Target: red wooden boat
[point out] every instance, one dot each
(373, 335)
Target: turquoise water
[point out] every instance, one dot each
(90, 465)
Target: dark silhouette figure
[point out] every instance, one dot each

• **What you need to do**
The lines from the one containing "Target: turquoise water" through the final line of the listing above are all you should set down, exactly as written.

• **Answer section**
Target: turquoise water
[point out] every instance, one dot each
(90, 465)
Target: dark silhouette figure
[point out] every instance, one dot each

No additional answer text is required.